Stored records
· · ·
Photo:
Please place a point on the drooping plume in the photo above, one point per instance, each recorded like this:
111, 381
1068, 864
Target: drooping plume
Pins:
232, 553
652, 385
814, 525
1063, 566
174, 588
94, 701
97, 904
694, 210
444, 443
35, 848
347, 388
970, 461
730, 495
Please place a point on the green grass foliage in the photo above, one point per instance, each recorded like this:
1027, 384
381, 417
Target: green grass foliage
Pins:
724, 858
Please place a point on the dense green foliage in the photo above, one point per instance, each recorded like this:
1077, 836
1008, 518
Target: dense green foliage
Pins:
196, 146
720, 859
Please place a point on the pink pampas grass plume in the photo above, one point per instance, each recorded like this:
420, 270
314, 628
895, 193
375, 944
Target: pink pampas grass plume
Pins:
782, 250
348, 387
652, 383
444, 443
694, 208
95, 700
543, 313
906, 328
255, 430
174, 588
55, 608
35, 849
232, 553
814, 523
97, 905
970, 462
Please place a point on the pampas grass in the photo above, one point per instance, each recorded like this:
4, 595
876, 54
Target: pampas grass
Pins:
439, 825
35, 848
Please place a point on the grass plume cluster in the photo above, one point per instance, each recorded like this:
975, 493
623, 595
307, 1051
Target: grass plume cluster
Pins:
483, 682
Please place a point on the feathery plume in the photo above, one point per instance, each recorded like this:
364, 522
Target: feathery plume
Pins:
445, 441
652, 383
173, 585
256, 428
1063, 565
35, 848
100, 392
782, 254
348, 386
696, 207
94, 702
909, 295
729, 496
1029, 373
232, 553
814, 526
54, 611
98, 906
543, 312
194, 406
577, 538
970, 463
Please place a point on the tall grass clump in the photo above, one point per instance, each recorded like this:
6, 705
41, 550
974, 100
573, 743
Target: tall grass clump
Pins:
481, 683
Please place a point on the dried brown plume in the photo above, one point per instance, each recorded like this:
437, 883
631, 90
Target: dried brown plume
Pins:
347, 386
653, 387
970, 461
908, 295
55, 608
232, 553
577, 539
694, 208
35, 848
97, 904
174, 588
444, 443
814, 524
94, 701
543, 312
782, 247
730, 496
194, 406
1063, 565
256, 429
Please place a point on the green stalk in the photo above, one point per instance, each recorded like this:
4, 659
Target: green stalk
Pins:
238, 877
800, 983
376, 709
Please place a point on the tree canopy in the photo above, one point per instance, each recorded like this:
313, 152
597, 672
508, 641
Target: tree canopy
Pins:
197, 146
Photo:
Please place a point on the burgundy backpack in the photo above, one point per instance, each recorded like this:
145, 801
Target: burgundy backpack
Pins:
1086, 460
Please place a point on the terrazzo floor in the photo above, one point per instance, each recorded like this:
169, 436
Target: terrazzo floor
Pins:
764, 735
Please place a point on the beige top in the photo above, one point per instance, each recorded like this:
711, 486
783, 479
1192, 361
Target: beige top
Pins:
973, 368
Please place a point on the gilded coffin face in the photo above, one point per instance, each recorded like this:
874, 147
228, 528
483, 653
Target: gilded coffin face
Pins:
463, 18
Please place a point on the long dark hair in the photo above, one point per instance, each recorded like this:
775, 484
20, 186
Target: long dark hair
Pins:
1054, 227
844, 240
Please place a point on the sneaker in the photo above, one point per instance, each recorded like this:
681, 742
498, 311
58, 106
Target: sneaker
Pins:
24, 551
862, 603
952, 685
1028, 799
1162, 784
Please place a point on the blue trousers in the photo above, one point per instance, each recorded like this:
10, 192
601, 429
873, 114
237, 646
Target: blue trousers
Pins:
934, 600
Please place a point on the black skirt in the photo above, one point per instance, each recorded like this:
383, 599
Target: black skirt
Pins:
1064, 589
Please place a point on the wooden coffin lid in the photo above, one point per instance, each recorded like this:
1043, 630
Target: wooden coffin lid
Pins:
· · ·
▸ **Direction**:
Could you update the material above by changing every "Pins" to "Points" and leaving all other text as it is?

▸ **Correct response**:
Photo:
Please place a point on the drooping plume in the photo above, one point per instance, each recorded like this:
111, 381
1068, 864
Target: drooping plume
Points:
232, 553
652, 385
814, 525
1063, 566
174, 588
94, 701
97, 904
694, 210
444, 443
35, 848
347, 388
970, 461
730, 495
Please place a point on the green grass foliage in the photo above, one point per instance, each recorded like this:
1027, 384
381, 417
Target: green grass foliage
Points:
724, 858
Please place a point on the dense green foliage in the photo above, one point per instance, each recorded like this:
1077, 836
1008, 518
Target: dense green foliage
Points:
196, 146
720, 859
Please place a point on the pink pampas grass plume in the photo above, one point per instance, each recorded like this:
420, 270
314, 628
895, 193
375, 944
Target: pink pampas grass plume
Points:
782, 250
348, 387
652, 383
444, 443
694, 208
95, 700
543, 313
906, 328
255, 430
174, 588
55, 608
35, 849
232, 553
814, 523
97, 905
970, 462
Please place a point on the pampas grass in the photo above, one point per instance, each recorded like this:
4, 595
876, 54
Target: pampas grass
Points:
439, 825
35, 848
Please place a point on the grass plume cluster in the photo above, one point per instance, each recorded like this:
975, 493
623, 595
307, 1051
Target: grass plume cluster
Points:
483, 682
Please place a point on the feathery plume in the photo above, one point per instance, each recorded like this:
364, 522
Target: feathery plume
Points:
445, 441
652, 383
173, 585
256, 428
1063, 565
35, 848
100, 392
782, 254
348, 386
696, 207
94, 702
909, 295
729, 496
1029, 373
232, 553
814, 526
54, 611
98, 906
543, 312
194, 406
577, 538
970, 463
Please place a point on the tall grass clump in the photo above, one point per instance, each recorded like this:
6, 705
41, 550
974, 100
573, 743
Target: tall grass clump
Points:
481, 683
Please place a point on the dried brown plume in the photo above, one point per instance, each recorded like this:
437, 883
631, 90
Target: dried brown plume
Points:
347, 386
653, 387
970, 461
908, 295
55, 608
232, 553
577, 539
694, 208
35, 848
97, 904
174, 588
444, 443
814, 524
94, 701
543, 312
782, 247
730, 496
194, 406
1063, 565
256, 429
Please place a point on the green stalk in the photo above, one point per instance, each recorded like this:
4, 659
Target: green stalk
Points:
238, 877
800, 983
376, 709
Please place a point on the tree canopy in the photo above, one point per instance, each recorded like this:
313, 152
597, 672
508, 641
Target: tree canopy
Points:
197, 146
Photo:
Please place a point on the burgundy backpack in the photo above, one point per instance, each recorded like this:
145, 801
Target: burgundy backpack
Points:
1086, 460
Please place a point on the terrazzo floor in the photo above, one point per instance, each recorded like this:
169, 436
Target: terrazzo floor
Points:
764, 735
Please place a point on the beige top in the photo above, one point per instance, each recorded like this:
711, 486
783, 479
1192, 361
Target: beige top
Points:
973, 368
Please place a point on the gilded coffin face in the photo above, one point per instance, each recorded like this:
874, 147
228, 528
483, 653
Target: gilded coffin face
Points:
463, 18
Please place a point on the long dark hair in the photo above, one point per instance, each recorded like this:
775, 484
20, 186
Target: long dark hair
Points:
1054, 227
844, 240
Please place a point on the sneaker in the photo above, one point per instance, each recorded like this:
681, 742
498, 311
58, 106
Target: sneaker
Points:
24, 551
862, 603
952, 685
1028, 799
1162, 784
Please place a point on the blue trousers in the photo above, one point per instance, each recorded like this:
10, 192
601, 429
873, 114
237, 646
Target: blue trousers
Points:
934, 600
Please place a point on the black skirt in the photo above, one point per instance, each recorded like this:
383, 599
Target: black skirt
Points:
1064, 589
Please place a point on the wooden coffin lid in the photo above, one point per instance, each recorded like this:
1043, 630
Target: wooden coffin lid
Points:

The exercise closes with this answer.